> INSTRUCTION: Produce an exact transcription of the listing below, omitting the pictures.

• • • •

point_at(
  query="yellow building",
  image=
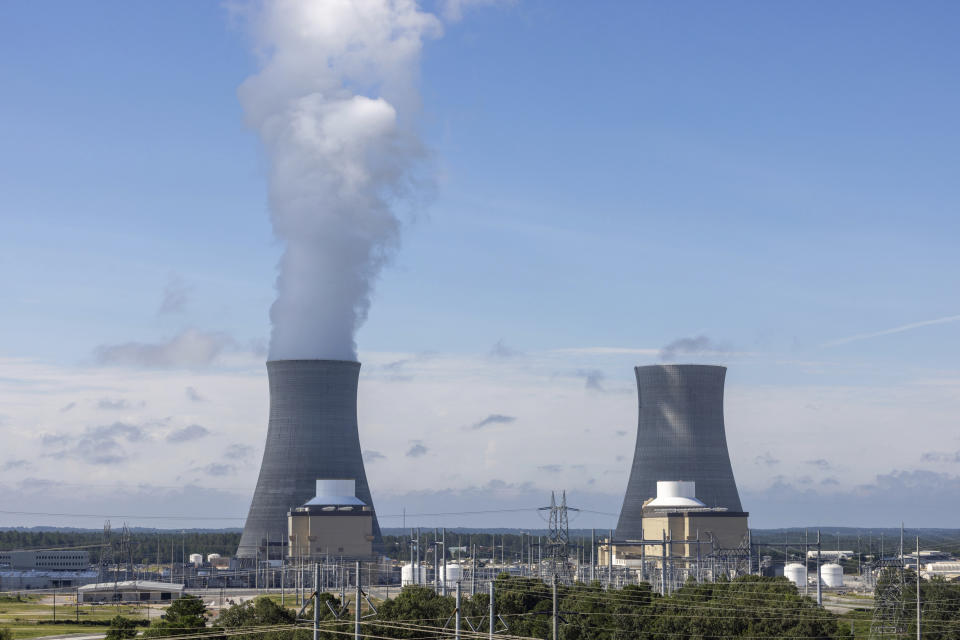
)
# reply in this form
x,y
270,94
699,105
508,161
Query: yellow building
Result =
x,y
335,523
677,517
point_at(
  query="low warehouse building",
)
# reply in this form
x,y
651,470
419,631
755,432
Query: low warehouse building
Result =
x,y
24,580
130,591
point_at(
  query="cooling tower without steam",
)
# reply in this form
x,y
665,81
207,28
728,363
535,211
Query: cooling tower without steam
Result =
x,y
680,436
312,434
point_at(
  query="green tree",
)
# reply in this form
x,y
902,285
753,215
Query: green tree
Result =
x,y
183,617
121,628
257,612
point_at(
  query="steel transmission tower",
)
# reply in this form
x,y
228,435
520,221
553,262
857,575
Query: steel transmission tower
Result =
x,y
888,610
557,560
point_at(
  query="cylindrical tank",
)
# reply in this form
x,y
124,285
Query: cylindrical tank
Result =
x,y
453,573
832,575
408,575
796,573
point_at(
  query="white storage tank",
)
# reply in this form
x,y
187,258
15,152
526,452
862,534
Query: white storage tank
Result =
x,y
454,572
408,575
796,573
832,575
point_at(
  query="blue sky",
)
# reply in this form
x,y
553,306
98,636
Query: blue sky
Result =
x,y
770,178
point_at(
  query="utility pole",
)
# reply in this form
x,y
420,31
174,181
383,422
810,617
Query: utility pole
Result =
x,y
663,564
556,612
316,602
356,613
593,559
610,560
492,616
819,591
456,634
918,587
473,571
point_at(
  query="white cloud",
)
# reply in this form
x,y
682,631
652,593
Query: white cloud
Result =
x,y
176,294
887,332
430,408
191,348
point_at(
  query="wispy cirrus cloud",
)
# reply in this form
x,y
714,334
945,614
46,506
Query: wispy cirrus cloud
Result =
x,y
188,433
886,332
697,345
176,294
190,348
97,445
417,449
493,418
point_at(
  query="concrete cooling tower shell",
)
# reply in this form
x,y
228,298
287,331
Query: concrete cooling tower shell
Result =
x,y
312,434
680,436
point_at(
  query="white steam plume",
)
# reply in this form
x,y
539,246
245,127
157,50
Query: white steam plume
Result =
x,y
332,104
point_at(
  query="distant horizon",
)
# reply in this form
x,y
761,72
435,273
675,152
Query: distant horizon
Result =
x,y
500,208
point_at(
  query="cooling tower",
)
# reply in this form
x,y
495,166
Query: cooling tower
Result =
x,y
680,436
312,434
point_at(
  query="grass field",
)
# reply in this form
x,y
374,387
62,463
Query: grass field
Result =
x,y
23,617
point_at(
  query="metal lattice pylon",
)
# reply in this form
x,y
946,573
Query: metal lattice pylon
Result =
x,y
888,610
557,560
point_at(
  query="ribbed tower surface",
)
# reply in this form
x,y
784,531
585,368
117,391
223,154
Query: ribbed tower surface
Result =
x,y
680,436
312,434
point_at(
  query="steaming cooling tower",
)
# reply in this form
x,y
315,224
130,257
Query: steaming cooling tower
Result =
x,y
312,434
680,436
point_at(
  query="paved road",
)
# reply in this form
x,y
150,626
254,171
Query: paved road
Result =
x,y
74,636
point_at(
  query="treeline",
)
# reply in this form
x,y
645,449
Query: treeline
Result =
x,y
748,607
506,545
141,548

• • • •

> TASK RESPONSE:
point_at(
  query="yellow building",
  image=
)
# reply in this form
x,y
270,94
699,105
508,161
Query: yellow building
Result =
x,y
335,523
677,517
point_at(
  query="low warehouse building",
)
# reply in this form
x,y
651,470
419,631
755,432
Query: low warehouse building
Result =
x,y
24,580
130,591
point_at(
  query="cooling tower without steam",
)
# reply in this form
x,y
665,81
207,28
728,363
535,211
Query: cooling tower without steam
Result =
x,y
680,436
312,434
point_at(
  query="green tree",
)
# reply in this form
x,y
902,285
753,215
Query: green tree
Result =
x,y
183,617
121,628
257,612
point_at(
  query="steel transmission tower",
)
# reply in this form
x,y
228,435
520,221
553,262
857,575
Query: steel transmission tower
Result =
x,y
888,610
557,560
point_at(
  query="cylindrical tank",
)
# reply in this form
x,y
124,285
Query: cylindrical tank
Result =
x,y
453,573
832,575
408,575
796,573
point_at(
  query="white storage tank",
)
# reply in this form
x,y
187,258
15,152
526,452
862,534
Query: white storage tank
Result =
x,y
454,572
408,575
796,573
832,575
point_at(
  query="blue sky",
)
# reply in this form
x,y
553,306
98,636
Query: blue sky
Result =
x,y
770,178
point_at(
  query="utility pole",
)
# reply in this form
x,y
420,31
174,181
383,422
810,617
Query: utility pole
Result =
x,y
663,564
556,612
316,602
356,613
593,559
610,560
492,616
819,591
456,634
918,587
473,571
point_at(
  query="white cloud",
)
# reply in this form
x,y
682,631
652,593
Query: white cloud
Result =
x,y
176,294
887,332
430,408
191,348
point_at(
  query="wispy cirrus cloud",
)
# reply in this form
x,y
714,334
945,614
46,506
Query: wispy cirrus cloud
Result =
x,y
188,433
886,332
697,345
176,294
190,348
97,445
417,449
493,418
point_at(
  query="concrete cooling tower shell",
)
# reply in this form
x,y
228,298
287,331
Query: concrete cooling tower shell
Result =
x,y
312,434
680,436
point_at(
  query="white steam plume",
)
# reply in this form
x,y
539,246
245,127
157,50
Query: white steam plume
Result =
x,y
332,104
point_at(
  query="distant horizon",
)
# reply in this form
x,y
761,72
435,273
675,152
Query: distant horizon
Result =
x,y
500,208
point_at(
  query="cooling tower",
)
# reply in this form
x,y
495,166
Query: cooling tower
Result =
x,y
680,436
312,434
point_at(
  query="grass field",
)
# reply in this form
x,y
374,387
62,463
Query: grass field
Result =
x,y
23,617
point_at(
  query="metal lattice pylon",
)
# reply in this form
x,y
946,573
Query: metal lattice pylon
Result =
x,y
888,610
557,560
point_at(
  query="ribbed tower surface",
)
# reply in this form
x,y
784,531
585,368
117,391
223,154
Query: ribbed tower surface
Result =
x,y
680,436
312,434
point_at(
  query="steaming cooling tower",
)
# reply in this form
x,y
315,224
130,257
Query: steaming cooling tower
Result =
x,y
312,434
680,436
point_at(
  query="paved road",
)
# reply in this form
x,y
150,626
254,171
Query: paved road
Result =
x,y
74,636
point_at(
  query="treeline",
)
# reply in this form
x,y
645,449
Query: treeline
Result =
x,y
748,607
506,545
141,548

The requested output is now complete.